◆ **Source passage**:
::::

Lessons from the Trenches: Navigating Challenges

No development sprint is without its bumps. We encountered a couple of significant challenges that offered valuable lessons:

The pgvector Scare: A Reminder on Safe Deployments

In a rush to deploy, a npx prisma db push --accept-data-loss command was inadvertently run on our production environment. This, as many experienced developers know, can be a dangerous move. In our case, Prisma, not natively supporting vector(1536) for pgvector, saw the embedding column on our workflow_insights table as an "extra" column and dropped it!

The Lesson: NEVER use db push --accept-data-loss on production. This incident reinforced the critical importance of our existing safe migration script (./scripts/db-migrate-safe.sh), which specifically handles unsupported column types and ensures schema changes are applied incrementally and safely. We quickly restored the column via raw SQL (ALTER TABLE ... ADD COLUMN IF NOT EXISTS embedding vector(1536); and CREATE INDEX ... USING hnsw ...) and moved forward, but it was a stark reminder of why robust deployment processes are paramount.

User Feedback Guides the Way: Feature Placement

Initially, we began building the image upload functionality for our general "Memory Hub" page. However, through internal feedback and understanding the core user workflows, it became clear that the most impactful location for this feature was directly within the "Project Notes" section.

The Lesson: User-centric development is key. While the initial implementation wasn't wasted (many components were reusable), we quickly pivoted, adding the necessary fields to the ProjectNote model and integrating the tRPC mutations into the projects.notes sub-router. This agility ensured the feature landed where it would provide the most value to our users.

What's Next?

With the image upload feature now live, our immediate next steps involve rigorous testing on production with real-world scenarios. We'll be uploading annotated screenshots, using our "Enrich" workflows to convert their descriptions into action points, and generating implementation prompts for our upcoming "Project Onboarding" feature.

This continuous cycle of building, deploying, and refining is what drives us forward. We're excited to see how these new visual capabilities empower your development workflows and look forward to sharing more updates soon!

::::

◆ **Given records**:
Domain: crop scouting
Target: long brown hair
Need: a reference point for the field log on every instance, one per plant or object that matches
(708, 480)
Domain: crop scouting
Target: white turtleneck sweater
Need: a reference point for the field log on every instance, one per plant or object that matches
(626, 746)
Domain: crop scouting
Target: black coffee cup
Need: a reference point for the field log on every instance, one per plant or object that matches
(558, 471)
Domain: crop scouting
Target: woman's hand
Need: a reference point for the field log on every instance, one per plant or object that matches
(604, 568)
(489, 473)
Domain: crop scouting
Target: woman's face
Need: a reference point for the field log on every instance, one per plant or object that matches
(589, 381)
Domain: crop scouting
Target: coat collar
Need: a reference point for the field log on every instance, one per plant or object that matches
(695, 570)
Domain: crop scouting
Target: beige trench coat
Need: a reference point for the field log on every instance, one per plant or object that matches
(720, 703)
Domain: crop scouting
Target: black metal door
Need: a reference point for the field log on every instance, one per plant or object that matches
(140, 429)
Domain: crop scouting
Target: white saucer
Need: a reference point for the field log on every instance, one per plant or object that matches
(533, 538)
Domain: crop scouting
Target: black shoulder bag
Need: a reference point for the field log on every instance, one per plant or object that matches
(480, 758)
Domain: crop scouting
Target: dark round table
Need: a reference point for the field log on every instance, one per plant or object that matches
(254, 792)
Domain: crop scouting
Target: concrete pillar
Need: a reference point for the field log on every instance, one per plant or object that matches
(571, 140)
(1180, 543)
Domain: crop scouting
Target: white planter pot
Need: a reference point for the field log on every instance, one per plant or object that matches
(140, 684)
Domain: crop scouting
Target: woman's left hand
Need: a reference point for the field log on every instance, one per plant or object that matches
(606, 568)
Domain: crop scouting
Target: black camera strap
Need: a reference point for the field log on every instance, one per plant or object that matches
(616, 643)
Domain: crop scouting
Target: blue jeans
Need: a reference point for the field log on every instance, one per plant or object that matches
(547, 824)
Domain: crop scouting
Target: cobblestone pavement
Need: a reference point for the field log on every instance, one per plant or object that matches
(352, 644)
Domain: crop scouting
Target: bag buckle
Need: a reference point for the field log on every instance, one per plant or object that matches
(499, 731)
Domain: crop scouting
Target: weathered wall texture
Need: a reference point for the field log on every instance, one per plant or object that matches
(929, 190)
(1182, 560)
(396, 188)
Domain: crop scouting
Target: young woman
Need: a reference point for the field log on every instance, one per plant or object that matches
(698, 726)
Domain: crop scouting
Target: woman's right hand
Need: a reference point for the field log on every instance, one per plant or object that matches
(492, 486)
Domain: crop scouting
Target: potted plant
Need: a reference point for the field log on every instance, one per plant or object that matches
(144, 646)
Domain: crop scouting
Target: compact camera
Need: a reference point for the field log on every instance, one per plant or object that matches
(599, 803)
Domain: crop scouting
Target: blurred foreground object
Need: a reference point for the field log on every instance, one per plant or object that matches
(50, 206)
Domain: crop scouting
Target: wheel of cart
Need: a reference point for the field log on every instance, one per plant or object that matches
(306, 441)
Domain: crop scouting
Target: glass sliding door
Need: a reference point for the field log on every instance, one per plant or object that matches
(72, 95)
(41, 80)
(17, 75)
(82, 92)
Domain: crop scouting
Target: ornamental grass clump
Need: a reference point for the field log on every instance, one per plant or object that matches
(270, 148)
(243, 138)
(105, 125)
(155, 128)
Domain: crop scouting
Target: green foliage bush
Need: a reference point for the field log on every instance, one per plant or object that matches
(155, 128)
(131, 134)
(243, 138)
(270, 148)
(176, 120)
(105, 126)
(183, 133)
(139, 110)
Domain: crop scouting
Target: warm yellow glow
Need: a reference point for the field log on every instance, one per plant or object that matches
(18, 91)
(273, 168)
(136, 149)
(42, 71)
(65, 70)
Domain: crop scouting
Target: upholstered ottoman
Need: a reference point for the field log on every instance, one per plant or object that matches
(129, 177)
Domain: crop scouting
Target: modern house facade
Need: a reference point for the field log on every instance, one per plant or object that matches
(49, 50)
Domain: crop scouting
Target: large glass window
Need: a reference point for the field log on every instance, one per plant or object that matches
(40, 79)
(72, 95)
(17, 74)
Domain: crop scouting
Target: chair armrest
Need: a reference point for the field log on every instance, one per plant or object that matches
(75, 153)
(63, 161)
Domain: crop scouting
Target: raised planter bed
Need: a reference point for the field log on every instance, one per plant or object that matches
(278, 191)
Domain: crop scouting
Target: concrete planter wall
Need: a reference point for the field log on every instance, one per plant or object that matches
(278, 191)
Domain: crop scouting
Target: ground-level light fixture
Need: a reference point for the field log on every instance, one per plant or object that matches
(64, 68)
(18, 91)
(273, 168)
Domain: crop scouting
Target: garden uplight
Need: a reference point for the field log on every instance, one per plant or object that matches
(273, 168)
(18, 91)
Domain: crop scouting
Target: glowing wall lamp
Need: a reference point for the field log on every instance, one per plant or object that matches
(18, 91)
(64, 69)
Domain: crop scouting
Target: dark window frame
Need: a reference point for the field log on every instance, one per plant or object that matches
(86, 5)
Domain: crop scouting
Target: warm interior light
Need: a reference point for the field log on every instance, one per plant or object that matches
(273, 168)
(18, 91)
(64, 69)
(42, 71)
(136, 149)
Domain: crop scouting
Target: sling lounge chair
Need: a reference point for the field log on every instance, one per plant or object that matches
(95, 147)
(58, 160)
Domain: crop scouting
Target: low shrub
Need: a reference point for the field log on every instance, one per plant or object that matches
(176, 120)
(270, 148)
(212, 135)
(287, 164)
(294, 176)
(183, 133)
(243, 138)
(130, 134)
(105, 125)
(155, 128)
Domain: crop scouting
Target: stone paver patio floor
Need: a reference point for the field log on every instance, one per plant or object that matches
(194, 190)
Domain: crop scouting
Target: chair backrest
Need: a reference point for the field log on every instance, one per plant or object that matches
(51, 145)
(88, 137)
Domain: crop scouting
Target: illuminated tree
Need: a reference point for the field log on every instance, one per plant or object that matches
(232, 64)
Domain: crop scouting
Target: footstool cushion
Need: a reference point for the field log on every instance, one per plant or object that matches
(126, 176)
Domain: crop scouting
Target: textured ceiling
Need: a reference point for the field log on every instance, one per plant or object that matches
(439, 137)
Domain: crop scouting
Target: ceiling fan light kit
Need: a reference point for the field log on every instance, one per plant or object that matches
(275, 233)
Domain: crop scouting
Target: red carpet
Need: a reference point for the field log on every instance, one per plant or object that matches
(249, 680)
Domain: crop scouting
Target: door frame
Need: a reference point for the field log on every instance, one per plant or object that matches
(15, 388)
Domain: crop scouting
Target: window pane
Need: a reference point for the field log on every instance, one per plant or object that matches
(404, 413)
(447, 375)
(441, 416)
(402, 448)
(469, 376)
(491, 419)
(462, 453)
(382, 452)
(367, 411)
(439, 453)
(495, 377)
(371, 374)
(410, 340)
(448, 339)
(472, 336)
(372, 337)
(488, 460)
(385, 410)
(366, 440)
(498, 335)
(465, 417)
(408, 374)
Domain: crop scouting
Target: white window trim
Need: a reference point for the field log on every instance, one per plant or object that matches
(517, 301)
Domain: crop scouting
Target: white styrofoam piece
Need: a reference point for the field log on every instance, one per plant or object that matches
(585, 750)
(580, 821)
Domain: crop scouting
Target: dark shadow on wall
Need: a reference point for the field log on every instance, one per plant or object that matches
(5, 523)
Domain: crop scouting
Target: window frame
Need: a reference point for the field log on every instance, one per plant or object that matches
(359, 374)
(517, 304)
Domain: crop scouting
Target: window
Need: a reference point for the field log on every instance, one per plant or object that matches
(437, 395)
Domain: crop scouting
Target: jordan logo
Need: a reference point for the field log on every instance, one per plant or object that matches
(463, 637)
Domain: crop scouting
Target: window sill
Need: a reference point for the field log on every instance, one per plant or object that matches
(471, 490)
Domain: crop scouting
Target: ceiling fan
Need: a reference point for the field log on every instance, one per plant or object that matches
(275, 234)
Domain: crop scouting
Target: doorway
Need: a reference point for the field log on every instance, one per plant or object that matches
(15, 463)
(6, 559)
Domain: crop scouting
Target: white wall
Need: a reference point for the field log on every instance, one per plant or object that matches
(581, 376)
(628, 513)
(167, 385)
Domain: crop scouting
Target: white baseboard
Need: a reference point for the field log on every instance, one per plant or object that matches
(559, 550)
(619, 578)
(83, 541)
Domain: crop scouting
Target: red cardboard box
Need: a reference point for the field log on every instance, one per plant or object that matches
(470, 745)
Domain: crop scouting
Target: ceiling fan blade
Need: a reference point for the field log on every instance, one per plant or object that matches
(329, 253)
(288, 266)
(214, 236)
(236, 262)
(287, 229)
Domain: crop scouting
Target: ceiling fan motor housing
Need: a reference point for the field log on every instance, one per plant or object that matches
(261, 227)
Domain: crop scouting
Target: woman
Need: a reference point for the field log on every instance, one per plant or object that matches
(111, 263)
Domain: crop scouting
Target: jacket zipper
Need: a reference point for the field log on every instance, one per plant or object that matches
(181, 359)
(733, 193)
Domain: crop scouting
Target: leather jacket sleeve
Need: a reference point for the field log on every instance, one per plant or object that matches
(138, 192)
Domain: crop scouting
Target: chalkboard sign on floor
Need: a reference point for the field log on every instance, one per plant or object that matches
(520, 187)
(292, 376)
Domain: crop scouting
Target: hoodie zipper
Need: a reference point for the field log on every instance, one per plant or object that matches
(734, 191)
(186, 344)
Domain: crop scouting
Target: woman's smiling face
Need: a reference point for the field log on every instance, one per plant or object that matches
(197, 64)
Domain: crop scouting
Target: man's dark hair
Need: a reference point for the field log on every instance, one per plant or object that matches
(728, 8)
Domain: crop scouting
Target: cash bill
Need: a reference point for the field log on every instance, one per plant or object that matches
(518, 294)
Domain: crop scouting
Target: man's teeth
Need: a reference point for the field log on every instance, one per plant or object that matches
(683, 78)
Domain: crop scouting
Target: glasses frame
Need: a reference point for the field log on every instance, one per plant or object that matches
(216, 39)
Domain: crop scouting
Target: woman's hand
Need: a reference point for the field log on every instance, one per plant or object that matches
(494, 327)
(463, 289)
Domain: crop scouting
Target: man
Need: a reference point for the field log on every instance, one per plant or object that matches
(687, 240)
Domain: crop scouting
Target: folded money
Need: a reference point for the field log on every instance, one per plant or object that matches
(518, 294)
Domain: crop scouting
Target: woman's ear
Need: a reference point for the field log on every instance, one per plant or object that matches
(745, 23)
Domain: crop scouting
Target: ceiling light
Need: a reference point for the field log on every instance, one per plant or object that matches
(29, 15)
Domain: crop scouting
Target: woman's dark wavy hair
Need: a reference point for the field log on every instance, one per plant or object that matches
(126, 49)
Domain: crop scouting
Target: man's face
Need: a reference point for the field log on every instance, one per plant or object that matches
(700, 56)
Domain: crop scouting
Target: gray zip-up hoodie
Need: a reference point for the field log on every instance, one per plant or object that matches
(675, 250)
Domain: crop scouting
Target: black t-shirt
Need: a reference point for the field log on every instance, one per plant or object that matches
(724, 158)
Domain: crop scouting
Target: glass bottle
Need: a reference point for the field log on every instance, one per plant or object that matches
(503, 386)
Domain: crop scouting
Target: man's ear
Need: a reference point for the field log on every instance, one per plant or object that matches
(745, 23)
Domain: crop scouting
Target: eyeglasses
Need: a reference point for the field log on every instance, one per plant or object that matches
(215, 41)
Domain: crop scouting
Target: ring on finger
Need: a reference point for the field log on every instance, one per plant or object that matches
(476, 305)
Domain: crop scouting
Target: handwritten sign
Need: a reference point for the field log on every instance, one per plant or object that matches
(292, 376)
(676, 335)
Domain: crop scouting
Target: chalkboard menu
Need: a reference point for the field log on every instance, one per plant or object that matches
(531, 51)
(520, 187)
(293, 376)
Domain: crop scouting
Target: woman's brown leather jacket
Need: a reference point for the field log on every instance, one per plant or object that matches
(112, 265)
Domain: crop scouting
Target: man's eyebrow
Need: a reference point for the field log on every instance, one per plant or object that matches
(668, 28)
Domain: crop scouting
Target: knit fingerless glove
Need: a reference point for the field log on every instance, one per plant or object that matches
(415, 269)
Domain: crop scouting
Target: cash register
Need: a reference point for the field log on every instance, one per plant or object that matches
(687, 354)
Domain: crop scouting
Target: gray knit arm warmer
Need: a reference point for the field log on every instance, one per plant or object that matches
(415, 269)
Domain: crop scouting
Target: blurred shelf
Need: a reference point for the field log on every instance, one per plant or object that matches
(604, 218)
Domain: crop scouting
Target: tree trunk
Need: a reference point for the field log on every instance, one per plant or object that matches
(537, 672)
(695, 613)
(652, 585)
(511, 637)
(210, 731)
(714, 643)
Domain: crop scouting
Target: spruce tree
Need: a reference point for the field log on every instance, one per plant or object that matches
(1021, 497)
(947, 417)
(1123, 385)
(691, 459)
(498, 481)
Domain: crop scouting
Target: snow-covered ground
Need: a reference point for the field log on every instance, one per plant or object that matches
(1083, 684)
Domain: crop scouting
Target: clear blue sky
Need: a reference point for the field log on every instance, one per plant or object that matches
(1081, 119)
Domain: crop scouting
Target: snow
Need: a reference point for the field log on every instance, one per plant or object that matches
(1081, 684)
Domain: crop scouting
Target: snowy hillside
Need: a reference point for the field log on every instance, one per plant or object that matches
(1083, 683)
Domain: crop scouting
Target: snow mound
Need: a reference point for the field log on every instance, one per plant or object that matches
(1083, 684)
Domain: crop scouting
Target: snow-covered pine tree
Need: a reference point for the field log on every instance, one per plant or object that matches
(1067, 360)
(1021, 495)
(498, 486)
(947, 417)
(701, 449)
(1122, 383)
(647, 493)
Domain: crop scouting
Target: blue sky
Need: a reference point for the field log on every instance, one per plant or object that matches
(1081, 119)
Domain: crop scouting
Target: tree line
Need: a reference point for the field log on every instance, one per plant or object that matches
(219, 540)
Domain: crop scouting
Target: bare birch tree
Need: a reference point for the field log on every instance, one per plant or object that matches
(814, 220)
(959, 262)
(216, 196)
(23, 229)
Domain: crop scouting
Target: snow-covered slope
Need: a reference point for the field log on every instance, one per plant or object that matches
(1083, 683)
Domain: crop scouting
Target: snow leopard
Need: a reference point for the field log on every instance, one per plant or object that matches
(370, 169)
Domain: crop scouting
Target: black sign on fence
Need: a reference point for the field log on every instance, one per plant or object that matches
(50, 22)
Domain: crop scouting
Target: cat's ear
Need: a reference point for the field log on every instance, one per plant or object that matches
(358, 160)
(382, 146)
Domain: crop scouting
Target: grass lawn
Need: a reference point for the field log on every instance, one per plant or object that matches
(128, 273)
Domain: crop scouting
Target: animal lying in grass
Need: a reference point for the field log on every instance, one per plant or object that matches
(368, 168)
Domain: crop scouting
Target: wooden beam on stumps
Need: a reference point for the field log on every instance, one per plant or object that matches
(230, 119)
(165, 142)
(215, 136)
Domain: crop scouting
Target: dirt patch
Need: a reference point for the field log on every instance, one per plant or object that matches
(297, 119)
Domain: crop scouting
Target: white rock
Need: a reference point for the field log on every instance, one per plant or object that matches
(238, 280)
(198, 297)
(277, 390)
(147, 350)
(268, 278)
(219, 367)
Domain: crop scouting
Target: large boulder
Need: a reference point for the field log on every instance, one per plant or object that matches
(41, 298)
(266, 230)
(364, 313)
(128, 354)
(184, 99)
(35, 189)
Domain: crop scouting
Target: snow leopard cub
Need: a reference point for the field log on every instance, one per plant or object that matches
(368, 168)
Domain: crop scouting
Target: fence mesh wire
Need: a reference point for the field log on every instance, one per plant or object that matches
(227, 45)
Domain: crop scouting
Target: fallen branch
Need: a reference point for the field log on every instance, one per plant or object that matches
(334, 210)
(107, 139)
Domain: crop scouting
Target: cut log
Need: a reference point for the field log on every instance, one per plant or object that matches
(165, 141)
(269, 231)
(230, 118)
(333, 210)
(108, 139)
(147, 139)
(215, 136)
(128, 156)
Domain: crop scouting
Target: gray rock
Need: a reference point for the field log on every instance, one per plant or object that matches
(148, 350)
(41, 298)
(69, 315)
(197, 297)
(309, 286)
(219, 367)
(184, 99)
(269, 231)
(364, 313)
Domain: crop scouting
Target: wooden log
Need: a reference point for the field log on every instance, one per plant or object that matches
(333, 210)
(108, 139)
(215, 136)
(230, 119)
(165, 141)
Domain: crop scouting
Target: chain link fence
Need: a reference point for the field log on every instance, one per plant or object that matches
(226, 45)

::::

◆ **Activity**: Restate everything in the deployment text from "The Lesson: NEVER" down to "processes are paramount.", putting "plain SQL" wherever "raw SQL" appears. Please rely only on the deployment text, not on the listing.

◆ **Solution to the exercise**:
The Lesson: NEVER use db push --accept-data-loss on production. This incident reinforced the critical importance of our existing safe migration script (./scripts/db-migrate-safe.sh), which specifically handles unsupported column types and ensures schema changes are applied incrementally and safely. We quickly restored the column via plain SQL (ALTER TABLE ... ADD COLUMN IF NOT EXISTS embedding vector(1536); and CREATE INDEX ... USING hnsw ...) and moved forward, but it was a stark reminder of why robust deployment processes are paramount.